[start SUPPLIED TEXT]

Grant Dell

With over 50 releases, you may know him as Uhuru Beats, Croydon Punks Ltd, Masonic Noodles, or the Chicago Transit Authority. Grant’s first release as Tribalation – EP1 on Loaded records got licensed to Strictly Rhythm; the rest is dance music history.

The son of a jazz musician, Grant’s teen years rebelled to the raw aesthetic of punk, but his tastes quickly warmed to the rolling basslines of dancehall and dub reggae. South London soundclashes cemented his love of gritty low-slung frequencies. And then acid house. Down Clink Street, deep underground to Heart and Soul and onto to countless warehouse parties, Grant took his innate appreciation of dancefloor dynamics behind the decks.

Grant’s shared love of the best of Chicago house and Detroit techno started morphing into a sound in the early days that could only be detected in the mix. He’s now widely regarded as a Tech-House pioneer, but his influences span a far broader spectrum – Early disco to post punk – Barrington Levy to Basic Channel with a splash of soul and that inimitable swing.

In 2001 Tribalation were voted DJ Magazine’s Best Newcomers. A succession of solo releases followed on key US labels; Tango, Plastic City, Detour, Nightshift, Big Chief, Stupendous, Headtunes, Worship, Leaf and Utensil Recordings and Visitor. Grant was soon spending most of his time stateside collaborating with the likes of Tony Hewitt, Jay Tripwire, Tyler Stadius and Adam Collins.

With his tracks finding their way onto mix compilations by Fabric, Renaissance, Tyrant , Nu Breed Global Underground ,Turbo Recordings, La Terrazza and DC-10 in Ibiza, Grant was soon spinning his wares everywhere from Canada to Costa Rica and Brazil to Buenos Aires. In the UK, his remixes for Hooj Choons and releases on Bosh, Tag, Evasive and Rescue Recordings have extended and enhanced his reputation.

Grant Launched a new VINYL House label in 2016 called GIANT which continues to go forward with his sound and releasing some powerful music from the likes of - Brett Johnson – Silicone Soul – Jay Tripwire – Random Factor – Sascha Dive – and a host of up and coming producers.

[end SUPPLIED TEXT]
[start LISTED ENTRIES]

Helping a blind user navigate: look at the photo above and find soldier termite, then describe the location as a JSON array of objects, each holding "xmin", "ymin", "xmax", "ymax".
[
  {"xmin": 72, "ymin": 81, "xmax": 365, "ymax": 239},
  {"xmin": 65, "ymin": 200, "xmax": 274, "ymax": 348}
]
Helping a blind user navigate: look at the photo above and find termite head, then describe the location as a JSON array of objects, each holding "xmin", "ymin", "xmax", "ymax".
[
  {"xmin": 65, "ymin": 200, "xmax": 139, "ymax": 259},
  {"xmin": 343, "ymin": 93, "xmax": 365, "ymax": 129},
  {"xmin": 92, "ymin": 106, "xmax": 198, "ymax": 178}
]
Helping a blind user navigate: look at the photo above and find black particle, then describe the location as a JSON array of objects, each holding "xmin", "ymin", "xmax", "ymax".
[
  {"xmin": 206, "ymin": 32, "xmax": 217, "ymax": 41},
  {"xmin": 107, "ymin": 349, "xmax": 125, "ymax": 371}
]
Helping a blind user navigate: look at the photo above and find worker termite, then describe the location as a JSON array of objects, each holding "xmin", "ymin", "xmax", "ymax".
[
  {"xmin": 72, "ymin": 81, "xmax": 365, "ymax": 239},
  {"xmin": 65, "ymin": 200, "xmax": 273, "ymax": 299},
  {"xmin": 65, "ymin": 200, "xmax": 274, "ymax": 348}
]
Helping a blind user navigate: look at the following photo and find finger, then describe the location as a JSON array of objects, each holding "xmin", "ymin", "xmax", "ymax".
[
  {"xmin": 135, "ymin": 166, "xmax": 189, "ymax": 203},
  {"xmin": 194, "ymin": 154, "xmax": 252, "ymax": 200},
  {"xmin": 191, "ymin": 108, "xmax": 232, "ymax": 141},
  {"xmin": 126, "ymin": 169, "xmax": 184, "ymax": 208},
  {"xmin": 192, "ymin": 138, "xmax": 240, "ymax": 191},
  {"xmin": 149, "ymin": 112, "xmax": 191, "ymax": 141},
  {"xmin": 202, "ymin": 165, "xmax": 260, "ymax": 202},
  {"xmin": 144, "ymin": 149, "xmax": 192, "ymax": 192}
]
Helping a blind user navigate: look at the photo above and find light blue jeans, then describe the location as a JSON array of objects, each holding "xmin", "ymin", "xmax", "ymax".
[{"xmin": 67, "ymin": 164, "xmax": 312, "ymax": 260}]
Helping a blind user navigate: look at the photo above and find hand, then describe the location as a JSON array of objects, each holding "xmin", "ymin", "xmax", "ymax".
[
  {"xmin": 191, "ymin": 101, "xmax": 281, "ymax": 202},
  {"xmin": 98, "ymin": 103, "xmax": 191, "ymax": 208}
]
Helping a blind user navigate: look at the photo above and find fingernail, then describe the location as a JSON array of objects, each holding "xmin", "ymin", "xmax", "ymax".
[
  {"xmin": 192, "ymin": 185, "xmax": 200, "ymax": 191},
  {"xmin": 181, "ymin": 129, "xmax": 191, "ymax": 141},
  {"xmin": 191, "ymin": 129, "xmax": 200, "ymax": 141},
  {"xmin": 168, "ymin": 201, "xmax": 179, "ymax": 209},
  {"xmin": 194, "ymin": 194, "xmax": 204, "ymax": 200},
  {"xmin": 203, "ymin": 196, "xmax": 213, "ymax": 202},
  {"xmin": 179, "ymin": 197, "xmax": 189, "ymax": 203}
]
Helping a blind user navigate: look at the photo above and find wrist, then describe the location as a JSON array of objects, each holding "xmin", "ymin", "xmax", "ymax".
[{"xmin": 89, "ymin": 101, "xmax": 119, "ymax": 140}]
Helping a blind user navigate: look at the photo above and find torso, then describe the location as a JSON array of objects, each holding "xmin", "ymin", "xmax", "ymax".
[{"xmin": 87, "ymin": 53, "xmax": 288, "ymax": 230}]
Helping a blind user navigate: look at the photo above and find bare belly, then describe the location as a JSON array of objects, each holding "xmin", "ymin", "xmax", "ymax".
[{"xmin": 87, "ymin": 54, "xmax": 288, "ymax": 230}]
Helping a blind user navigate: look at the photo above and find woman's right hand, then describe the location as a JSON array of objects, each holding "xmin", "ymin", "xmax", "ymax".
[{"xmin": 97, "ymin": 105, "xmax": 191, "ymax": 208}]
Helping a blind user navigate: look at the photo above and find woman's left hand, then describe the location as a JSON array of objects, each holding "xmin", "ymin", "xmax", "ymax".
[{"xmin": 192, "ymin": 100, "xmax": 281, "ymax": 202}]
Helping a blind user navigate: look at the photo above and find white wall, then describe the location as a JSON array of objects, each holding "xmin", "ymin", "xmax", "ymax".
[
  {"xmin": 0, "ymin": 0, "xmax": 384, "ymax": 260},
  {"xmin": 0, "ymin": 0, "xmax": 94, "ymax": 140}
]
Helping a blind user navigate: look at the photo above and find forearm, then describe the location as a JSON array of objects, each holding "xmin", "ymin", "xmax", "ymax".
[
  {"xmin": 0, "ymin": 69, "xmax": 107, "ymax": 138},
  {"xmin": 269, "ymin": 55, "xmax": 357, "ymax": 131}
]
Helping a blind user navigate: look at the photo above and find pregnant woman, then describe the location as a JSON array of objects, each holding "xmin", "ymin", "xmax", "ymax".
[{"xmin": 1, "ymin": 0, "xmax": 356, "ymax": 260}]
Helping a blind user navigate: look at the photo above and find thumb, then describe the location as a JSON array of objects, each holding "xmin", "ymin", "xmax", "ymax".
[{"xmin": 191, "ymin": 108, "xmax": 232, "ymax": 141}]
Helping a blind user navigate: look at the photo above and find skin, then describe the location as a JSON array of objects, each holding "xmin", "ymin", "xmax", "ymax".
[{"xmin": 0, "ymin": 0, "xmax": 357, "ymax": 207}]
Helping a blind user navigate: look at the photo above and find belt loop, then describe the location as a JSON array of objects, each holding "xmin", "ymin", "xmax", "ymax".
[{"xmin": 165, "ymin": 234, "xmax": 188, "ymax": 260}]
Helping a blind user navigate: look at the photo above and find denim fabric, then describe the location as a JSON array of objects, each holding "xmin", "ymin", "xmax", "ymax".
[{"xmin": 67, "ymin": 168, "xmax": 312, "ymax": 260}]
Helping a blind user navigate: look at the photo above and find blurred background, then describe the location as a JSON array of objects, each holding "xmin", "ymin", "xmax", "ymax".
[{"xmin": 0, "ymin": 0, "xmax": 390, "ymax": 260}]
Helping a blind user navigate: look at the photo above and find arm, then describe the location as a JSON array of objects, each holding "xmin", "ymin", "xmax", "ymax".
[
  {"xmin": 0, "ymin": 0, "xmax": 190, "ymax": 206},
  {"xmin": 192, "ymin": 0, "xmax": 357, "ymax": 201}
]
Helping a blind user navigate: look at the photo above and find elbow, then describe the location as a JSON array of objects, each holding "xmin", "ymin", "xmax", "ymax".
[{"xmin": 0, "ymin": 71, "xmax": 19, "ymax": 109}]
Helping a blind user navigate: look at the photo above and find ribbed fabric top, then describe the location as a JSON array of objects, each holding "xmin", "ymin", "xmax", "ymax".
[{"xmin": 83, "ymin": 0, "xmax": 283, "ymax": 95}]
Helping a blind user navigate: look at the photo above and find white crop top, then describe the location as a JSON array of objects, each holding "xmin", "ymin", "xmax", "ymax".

[end LISTED ENTRIES]

#### WHAT TO WORK ON:
**1.** In the Grant Dell biography, what honor did Tribalation receive in 2001?
**2.** Name every person the Grant Dell biography says he collaborated with while spending most of his time stateside.

#### OUTPUTS FOR THE TASKS:
**1.** Tribalation were voted DJ Magazine's Best Newcomers.

**2.** Tony Hewitt, Jay Tripwire, Tyler Stadius, Adam Collins